Na sessão de encerramento do Ano Judiciário de 2020, o presidente do Supremo Tribunal Federal (STF), ministro Luiz Fux, fez uma ode ao recomeço. Ao atribuir equivocadamente a Carlos Drummond de Andrade texto que inclui a sentença “o que importa é que é sempre possível e necessário recomeçar”, Fux parece ter tido um lampejo da própria gestão em um ano adverso fora e dentro do tribunal, e entoado um mantra de esperança para 2021.
Luiz Fux assumiu a presidência do Supremo seis meses depois do início da pandemia do coronavírus no Brasil. A fase mais atribulada havia sido enfrentada por Dias Toffoli: adaptação e primeiras medidas. Mas, de 10 de setembro até aqui, a Corte seguiu em ritmo lento. Os julgamentos de impacto foram poucos, Fux já enfrentou discussões em plenário, não participou da escolha de Nunes Marques, substituto de Celso de Mello, e o próximo ano deve seguir com alguns meses, ao menos, sem o contato presencial entre os ministros.
Depois ainda do encerramento, mais pelo menos dois momentos de tensão. O ministro Alexandre de Moraes pediu informações ao presidente da Casa em Habeas Corpus coletivo impetrado contra a decisão monocrática de Fux, dada há quase um ano, que suspendeu o juiz de garantias. Em tese, não caberia HC contra monocrática de ministro do Supremo.
A três dias da virada do ano, Fux exonerou o secretário de serviços integrados de saúde da Corte, o médico Marco Polo Dias Freitas. A exoneração ocorre após um pedido da Corte para que a Fiocruz reservasse 7 mil doses de vacinas contra a Covid-19 para ministros e servidores da Corte. A Fiocruz negou a requisição. Na semana passada, no entanto, Fux havia justificado o pedido das doses de vacina em entrevista à TV Justiça como forma de assegurar os trabalhos.

O que se pede:
[1] Relacione todas as pessoas citadas nominalmente no texto sobre o STF.
[2] Converta em lista o parágrafo do texto sobre o STF que começa com "Luiz Fux assumiu a presidência do Supremo", mantendo seus fatos principais.
[3] De acordo com o texto sobre o STF, como Fux justificou, em entrevista à TV Justiça, o pedido de doses de vacina à Fiocruz?
As linhas a seguir provêm de uma fonte distinta do texto sobre o STF.

Dados de localização com um ponto por instância
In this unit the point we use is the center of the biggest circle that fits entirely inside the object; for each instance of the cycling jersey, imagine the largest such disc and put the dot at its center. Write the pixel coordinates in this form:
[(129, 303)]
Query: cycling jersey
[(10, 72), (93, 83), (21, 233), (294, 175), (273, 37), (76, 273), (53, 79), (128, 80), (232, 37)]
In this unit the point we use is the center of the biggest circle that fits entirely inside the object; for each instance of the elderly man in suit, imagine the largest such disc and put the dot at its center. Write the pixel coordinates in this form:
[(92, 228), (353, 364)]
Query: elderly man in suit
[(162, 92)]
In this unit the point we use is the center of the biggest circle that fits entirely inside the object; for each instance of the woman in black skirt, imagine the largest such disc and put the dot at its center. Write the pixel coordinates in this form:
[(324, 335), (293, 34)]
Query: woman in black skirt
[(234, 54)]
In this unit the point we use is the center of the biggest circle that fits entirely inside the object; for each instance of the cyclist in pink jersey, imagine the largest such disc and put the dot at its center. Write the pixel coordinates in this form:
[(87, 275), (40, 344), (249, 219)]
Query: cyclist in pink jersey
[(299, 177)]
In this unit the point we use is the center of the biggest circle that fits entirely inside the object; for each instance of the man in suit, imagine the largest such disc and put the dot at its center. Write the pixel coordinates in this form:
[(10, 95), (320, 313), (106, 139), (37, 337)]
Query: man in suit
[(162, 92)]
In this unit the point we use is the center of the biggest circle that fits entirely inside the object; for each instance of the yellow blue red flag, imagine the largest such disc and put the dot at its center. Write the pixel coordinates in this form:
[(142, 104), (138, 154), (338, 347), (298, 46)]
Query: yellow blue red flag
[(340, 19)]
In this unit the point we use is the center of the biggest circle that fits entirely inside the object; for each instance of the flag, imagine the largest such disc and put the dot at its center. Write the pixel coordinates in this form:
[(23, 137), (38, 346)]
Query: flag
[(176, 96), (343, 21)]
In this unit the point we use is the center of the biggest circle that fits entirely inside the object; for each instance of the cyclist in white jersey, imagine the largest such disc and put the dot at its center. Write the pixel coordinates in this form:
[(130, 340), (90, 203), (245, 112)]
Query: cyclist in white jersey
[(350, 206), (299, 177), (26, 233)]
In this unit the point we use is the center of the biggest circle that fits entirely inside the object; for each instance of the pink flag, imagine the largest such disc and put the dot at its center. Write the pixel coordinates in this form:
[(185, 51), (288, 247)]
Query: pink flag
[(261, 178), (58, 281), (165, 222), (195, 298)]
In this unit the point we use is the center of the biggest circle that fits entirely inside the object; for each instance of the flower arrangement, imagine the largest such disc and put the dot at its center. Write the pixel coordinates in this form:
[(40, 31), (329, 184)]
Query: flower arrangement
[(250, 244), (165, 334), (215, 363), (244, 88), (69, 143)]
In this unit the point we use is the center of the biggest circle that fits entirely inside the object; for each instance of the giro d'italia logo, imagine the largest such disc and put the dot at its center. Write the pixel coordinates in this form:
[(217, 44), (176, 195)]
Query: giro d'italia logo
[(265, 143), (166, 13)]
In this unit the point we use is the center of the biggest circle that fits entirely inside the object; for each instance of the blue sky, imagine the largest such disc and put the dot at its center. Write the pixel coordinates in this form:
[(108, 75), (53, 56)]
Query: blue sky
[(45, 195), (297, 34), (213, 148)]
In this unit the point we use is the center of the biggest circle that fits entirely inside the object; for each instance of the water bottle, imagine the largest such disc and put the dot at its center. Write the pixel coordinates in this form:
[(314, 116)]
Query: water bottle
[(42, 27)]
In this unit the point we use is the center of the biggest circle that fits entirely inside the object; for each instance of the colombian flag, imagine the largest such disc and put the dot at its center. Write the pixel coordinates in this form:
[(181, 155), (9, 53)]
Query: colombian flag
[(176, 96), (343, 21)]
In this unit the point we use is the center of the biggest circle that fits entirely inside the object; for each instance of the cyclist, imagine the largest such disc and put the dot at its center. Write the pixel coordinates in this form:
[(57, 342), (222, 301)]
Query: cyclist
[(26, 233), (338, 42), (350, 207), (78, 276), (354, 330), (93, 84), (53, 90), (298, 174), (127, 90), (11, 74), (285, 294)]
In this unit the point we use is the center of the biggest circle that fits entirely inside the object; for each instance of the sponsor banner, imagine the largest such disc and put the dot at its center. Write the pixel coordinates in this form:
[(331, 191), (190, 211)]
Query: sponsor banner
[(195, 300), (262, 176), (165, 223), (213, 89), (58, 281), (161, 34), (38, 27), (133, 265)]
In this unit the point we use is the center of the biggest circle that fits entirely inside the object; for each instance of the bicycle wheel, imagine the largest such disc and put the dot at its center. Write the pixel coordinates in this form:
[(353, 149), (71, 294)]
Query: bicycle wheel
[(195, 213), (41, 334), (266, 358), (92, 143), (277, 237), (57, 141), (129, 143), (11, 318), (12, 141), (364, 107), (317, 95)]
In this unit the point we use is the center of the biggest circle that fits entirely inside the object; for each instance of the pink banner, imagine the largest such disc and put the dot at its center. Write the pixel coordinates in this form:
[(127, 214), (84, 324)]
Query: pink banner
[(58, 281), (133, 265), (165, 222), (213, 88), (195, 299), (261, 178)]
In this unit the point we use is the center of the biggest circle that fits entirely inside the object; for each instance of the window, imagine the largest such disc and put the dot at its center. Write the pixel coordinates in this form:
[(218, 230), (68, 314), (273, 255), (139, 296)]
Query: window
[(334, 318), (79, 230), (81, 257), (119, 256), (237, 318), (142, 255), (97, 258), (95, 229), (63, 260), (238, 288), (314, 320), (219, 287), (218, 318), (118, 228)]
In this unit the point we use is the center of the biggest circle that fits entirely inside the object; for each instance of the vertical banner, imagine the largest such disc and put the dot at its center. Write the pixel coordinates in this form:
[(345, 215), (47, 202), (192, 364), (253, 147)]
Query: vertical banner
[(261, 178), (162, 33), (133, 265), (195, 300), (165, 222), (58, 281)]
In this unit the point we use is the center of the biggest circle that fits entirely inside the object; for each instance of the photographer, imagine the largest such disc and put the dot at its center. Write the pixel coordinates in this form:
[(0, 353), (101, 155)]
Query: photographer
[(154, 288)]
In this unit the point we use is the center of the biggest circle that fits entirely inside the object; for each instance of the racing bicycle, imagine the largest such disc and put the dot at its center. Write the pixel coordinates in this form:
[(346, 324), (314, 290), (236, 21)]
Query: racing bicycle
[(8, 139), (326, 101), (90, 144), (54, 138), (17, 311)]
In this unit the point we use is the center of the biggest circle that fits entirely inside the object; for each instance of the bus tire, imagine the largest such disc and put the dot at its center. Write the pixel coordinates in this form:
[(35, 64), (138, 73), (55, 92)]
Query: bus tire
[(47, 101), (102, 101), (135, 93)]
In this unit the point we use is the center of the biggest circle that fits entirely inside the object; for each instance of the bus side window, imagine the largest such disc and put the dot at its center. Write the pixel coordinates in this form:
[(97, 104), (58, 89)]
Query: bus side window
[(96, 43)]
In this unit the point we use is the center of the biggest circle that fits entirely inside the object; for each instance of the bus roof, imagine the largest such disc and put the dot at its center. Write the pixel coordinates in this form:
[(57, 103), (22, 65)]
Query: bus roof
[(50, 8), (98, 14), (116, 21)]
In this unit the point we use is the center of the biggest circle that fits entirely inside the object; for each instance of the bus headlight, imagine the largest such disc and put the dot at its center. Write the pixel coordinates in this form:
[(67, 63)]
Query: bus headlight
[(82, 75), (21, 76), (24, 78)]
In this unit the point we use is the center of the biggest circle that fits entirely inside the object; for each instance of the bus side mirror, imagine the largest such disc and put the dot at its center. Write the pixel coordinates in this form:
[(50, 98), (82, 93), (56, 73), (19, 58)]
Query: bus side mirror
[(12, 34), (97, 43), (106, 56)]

Gabarito:
[1] Luiz Fux, Carlos Drummond de Andrade, Dias Toffoli, Nunes Marques, Celso de Mello, Alexandre de Moraes e Marco Polo Dias Freitas.

[2]
- Fux assumiu a presidência do STF seis meses após o início da pandemia do coronavírus no Brasil.
- A fase mais atribulada (adaptação e primeiras medidas) coube a Dias Toffoli.
- Desde 10 de setembro, a Corte manteve ritmo lento, com poucos julgamentos de impacto.
- Fux já enfrentou discussões em plenário.
- Fux não participou da escolha de Nunes Marques, substituto de Celso de Mello.
- O próximo ano deve ter, ao menos por alguns meses, ausência de contato presencial entre os ministros.

[3] Fux apresentou o pedido das doses de vacina contra a Covid-19 como uma forma de assegurar os trabalhos da Corte.